START Data extracts

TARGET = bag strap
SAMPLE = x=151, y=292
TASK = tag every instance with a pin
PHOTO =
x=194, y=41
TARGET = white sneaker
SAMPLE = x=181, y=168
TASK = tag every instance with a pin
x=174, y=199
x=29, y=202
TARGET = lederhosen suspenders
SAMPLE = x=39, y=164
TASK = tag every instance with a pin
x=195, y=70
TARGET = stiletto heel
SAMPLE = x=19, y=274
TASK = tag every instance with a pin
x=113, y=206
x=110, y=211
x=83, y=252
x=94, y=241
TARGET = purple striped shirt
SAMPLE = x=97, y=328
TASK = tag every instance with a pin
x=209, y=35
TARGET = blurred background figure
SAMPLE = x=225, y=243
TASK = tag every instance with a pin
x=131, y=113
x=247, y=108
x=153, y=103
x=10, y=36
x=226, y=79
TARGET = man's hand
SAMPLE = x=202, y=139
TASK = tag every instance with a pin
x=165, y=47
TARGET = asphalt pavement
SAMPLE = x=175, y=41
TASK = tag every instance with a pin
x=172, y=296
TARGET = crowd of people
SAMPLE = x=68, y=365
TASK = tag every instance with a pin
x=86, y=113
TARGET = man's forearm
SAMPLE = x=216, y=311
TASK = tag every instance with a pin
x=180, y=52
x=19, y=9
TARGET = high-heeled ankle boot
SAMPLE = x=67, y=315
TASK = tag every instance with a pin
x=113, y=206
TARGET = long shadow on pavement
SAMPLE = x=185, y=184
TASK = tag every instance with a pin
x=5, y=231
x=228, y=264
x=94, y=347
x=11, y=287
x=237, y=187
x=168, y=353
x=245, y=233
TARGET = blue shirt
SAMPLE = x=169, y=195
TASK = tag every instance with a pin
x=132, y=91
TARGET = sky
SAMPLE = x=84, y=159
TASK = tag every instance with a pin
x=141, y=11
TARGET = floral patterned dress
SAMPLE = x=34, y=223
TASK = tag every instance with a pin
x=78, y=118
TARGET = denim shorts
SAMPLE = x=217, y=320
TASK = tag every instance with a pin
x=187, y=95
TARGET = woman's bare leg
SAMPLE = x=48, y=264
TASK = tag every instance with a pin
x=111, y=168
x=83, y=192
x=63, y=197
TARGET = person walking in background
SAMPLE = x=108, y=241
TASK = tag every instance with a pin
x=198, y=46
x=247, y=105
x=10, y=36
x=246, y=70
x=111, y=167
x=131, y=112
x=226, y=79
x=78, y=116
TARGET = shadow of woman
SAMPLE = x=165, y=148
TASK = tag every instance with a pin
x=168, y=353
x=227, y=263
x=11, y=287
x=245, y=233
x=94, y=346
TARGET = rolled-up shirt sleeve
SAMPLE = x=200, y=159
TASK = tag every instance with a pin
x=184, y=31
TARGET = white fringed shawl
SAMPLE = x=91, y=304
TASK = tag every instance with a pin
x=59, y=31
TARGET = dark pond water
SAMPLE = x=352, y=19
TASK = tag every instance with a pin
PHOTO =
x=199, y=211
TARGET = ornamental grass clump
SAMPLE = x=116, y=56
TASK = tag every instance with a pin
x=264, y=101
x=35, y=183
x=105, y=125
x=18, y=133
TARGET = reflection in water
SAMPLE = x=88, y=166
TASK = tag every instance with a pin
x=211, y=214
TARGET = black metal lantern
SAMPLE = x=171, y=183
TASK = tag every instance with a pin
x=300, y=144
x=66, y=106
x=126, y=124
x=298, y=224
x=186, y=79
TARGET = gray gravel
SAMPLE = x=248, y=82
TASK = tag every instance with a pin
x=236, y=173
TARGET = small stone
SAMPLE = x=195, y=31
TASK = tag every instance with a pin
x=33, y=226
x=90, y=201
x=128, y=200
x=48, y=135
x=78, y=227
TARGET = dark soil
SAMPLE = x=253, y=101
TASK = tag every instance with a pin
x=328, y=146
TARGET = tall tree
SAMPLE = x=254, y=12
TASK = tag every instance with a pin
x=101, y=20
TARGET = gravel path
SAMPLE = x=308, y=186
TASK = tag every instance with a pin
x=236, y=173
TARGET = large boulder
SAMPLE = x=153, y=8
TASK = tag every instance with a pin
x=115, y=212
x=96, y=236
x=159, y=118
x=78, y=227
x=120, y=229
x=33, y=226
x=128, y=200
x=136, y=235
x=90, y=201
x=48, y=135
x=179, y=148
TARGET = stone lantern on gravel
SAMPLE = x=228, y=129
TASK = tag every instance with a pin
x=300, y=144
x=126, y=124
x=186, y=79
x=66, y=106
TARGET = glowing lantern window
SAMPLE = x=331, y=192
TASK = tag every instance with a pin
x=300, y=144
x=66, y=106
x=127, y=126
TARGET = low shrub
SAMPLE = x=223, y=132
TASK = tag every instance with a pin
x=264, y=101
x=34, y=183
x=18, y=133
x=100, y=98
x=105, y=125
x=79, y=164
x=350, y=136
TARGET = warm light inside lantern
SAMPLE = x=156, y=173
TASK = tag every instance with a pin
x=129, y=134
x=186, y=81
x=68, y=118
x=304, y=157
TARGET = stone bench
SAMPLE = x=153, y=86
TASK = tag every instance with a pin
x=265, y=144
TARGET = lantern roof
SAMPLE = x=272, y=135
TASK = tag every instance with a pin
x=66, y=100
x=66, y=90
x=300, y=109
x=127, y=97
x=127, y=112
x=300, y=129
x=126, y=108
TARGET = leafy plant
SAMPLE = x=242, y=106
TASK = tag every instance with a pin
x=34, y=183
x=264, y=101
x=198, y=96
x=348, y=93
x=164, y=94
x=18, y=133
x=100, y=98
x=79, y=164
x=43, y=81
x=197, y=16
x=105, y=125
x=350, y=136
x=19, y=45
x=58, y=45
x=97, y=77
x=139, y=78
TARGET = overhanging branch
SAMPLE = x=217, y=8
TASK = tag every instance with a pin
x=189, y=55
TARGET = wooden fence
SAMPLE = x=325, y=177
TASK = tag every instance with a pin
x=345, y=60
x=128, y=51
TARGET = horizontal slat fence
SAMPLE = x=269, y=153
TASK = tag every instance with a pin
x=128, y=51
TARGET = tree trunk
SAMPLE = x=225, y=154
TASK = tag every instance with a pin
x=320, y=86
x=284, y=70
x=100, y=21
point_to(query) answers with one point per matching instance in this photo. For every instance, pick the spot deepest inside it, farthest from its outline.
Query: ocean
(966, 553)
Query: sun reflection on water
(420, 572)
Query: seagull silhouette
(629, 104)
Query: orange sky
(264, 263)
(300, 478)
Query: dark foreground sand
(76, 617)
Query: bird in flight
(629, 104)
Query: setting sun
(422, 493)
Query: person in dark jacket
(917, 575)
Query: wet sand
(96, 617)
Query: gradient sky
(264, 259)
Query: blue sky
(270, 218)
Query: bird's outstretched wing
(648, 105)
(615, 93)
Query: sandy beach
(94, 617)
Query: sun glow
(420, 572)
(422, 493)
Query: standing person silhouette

END Data extracts

*Assigned task:*
Repeat back all entries verbatim.

*Solution for this task:*
TARGET = bag strap
SAMPLE = x=151, y=292
TASK = tag every instance with a pin
PHOTO =
x=194, y=41
TARGET = white sneaker
SAMPLE = x=181, y=168
TASK = tag every instance with a pin
x=174, y=199
x=29, y=202
TARGET = lederhosen suspenders
SAMPLE = x=39, y=164
TASK = tag every instance with a pin
x=195, y=70
TARGET = stiletto heel
SAMPLE = x=19, y=274
TASK = tag every instance with a pin
x=113, y=206
x=110, y=211
x=83, y=252
x=94, y=241
TARGET = purple striped shirt
SAMPLE = x=97, y=328
TASK = tag every instance with a pin
x=209, y=35
TARGET = blurred background figure
SAMPLE = x=225, y=243
TASK = tag every instance with a pin
x=131, y=113
x=247, y=108
x=153, y=103
x=10, y=36
x=226, y=79
TARGET = man's hand
SAMPLE = x=202, y=139
TASK = tag every instance with a pin
x=165, y=47
TARGET = asphalt pavement
SAMPLE = x=175, y=41
TASK = tag every instance with a pin
x=172, y=296
TARGET = crowd of people
SAMPLE = x=68, y=365
TASK = tag every instance with a pin
x=86, y=113
TARGET = man's forearm
SAMPLE = x=216, y=311
TASK = tag every instance with a pin
x=180, y=52
x=19, y=9
TARGET = high-heeled ankle boot
SAMPLE = x=67, y=315
TASK = tag every instance with a pin
x=113, y=206
TARGET = long shadow on pavement
SAMPLE = x=185, y=184
TASK = tag every instance with a pin
x=5, y=231
x=228, y=264
x=94, y=347
x=11, y=287
x=237, y=187
x=168, y=353
x=245, y=233
TARGET = blue shirt
SAMPLE = x=169, y=195
TASK = tag every instance with a pin
x=132, y=91
TARGET = sky
SAMPLE = x=84, y=159
TASK = tag every instance with a pin
x=141, y=11
TARGET = floral patterned dress
SAMPLE = x=34, y=223
TASK = tag every instance with a pin
x=78, y=118
TARGET = denim shorts
SAMPLE = x=217, y=320
TASK = tag every instance with a pin
x=187, y=95
TARGET = woman's bare leg
SAMPLE = x=48, y=264
TASK = tag every instance with a pin
x=111, y=168
x=83, y=192
x=63, y=197
TARGET = person walking in background
SAMPLE = x=108, y=241
TASK = tag every instance with a pin
x=198, y=46
x=247, y=105
x=10, y=36
x=246, y=70
x=111, y=167
x=131, y=112
x=226, y=79
x=78, y=116
TARGET = shadow of woman
SAMPLE = x=165, y=148
TASK = tag every instance with a pin
x=168, y=353
x=227, y=263
x=11, y=287
x=245, y=233
x=94, y=346
TARGET = rolled-up shirt sleeve
SAMPLE = x=200, y=159
TASK = tag every instance with a pin
x=184, y=31
TARGET = white fringed shawl
SAMPLE = x=91, y=304
TASK = tag every instance with a pin
x=59, y=31
TARGET = dark pond water
SAMPLE = x=352, y=19
TASK = tag every instance with a pin
PHOTO =
x=199, y=211
TARGET = ornamental grass clump
SAMPLE = x=116, y=56
TASK = tag every instance with a pin
x=264, y=101
x=35, y=183
x=105, y=125
x=18, y=133
TARGET = reflection in water
SAMPLE = x=88, y=166
TASK = tag every instance with a pin
x=211, y=214
TARGET = black metal lantern
SAMPLE = x=171, y=183
TASK = tag every instance with a pin
x=300, y=144
x=66, y=106
x=126, y=124
x=298, y=224
x=186, y=79
TARGET = gray gravel
SAMPLE = x=248, y=82
TASK = tag every instance with a pin
x=236, y=173
TARGET = small stone
SAMPLE = x=195, y=31
TASK = tag every instance with a pin
x=33, y=226
x=90, y=201
x=128, y=200
x=48, y=135
x=78, y=227
TARGET = dark soil
SAMPLE = x=253, y=101
TASK = tag every instance with a pin
x=328, y=146
TARGET = tall tree
SAMPLE = x=254, y=12
TASK = tag every instance with a pin
x=101, y=20
TARGET = gravel path
SAMPLE = x=308, y=186
TASK = tag every instance with a pin
x=236, y=173
TARGET = large boulder
SAMPLE = x=153, y=8
TASK = tag every instance with a pin
x=115, y=212
x=96, y=236
x=159, y=118
x=78, y=227
x=120, y=229
x=33, y=226
x=128, y=200
x=136, y=235
x=90, y=201
x=48, y=135
x=179, y=148
TARGET = stone lantern on gravel
SAMPLE = x=228, y=129
TASK = tag every instance with a pin
x=300, y=144
x=126, y=124
x=186, y=79
x=66, y=106
TARGET = glowing lantern window
SAMPLE = x=331, y=192
TASK = tag every instance with a pin
x=300, y=144
x=66, y=106
x=127, y=126
TARGET = low shrub
SAMPLE = x=223, y=132
TASK = tag every instance with a pin
x=264, y=101
x=34, y=183
x=18, y=133
x=100, y=98
x=105, y=125
x=79, y=164
x=350, y=136
TARGET = warm light inside lantern
SAMPLE = x=156, y=173
TASK = tag every instance with a pin
x=129, y=134
x=186, y=81
x=68, y=118
x=304, y=157
TARGET = stone bench
SAMPLE = x=153, y=86
TASK = tag every instance with a pin
x=265, y=144
TARGET = lantern roof
SAMPLE = x=272, y=135
TASK = tag every instance with a pin
x=66, y=100
x=66, y=90
x=300, y=109
x=127, y=97
x=127, y=112
x=300, y=129
x=126, y=108
TARGET = leafy plant
SAMPLE = x=242, y=106
TASK = tag every instance with a pin
x=34, y=183
x=264, y=101
x=198, y=96
x=348, y=93
x=164, y=94
x=18, y=133
x=100, y=98
x=79, y=164
x=43, y=81
x=197, y=16
x=105, y=125
x=350, y=136
x=19, y=45
x=58, y=45
x=97, y=77
x=139, y=78
TARGET = overhanging branch
SAMPLE = x=217, y=8
TASK = tag every instance with a pin
x=189, y=55
TARGET = wooden fence
SAMPLE = x=325, y=177
TASK = tag every instance with a pin
x=345, y=60
x=128, y=51
TARGET = horizontal slat fence
SAMPLE = x=269, y=153
TASK = tag every instance with a pin
x=128, y=51
TARGET = tree trunk
SAMPLE = x=225, y=154
TASK = tag every instance with a pin
x=320, y=86
x=284, y=70
x=100, y=21
point_to(query) answers with one point per matching instance in this photo. For every instance, pick the spot deepest inside it, farthest from its outline.
Query: ocean
(966, 553)
Query: sun reflection on water
(420, 572)
Query: seagull silhouette
(629, 104)
Query: orange sky
(264, 263)
(300, 478)
Query: dark foreground sand
(76, 617)
Query: bird in flight
(629, 104)
Query: setting sun
(422, 493)
Query: person in dark jacket
(917, 575)
Query: wet sand
(96, 617)
Query: gradient sky
(264, 259)
Query: blue sky
(270, 218)
Query: bird's outstretched wing
(648, 105)
(615, 93)
Query: sandy beach
(94, 617)
Query: sun glow
(420, 572)
(422, 493)
Query: standing person silhouette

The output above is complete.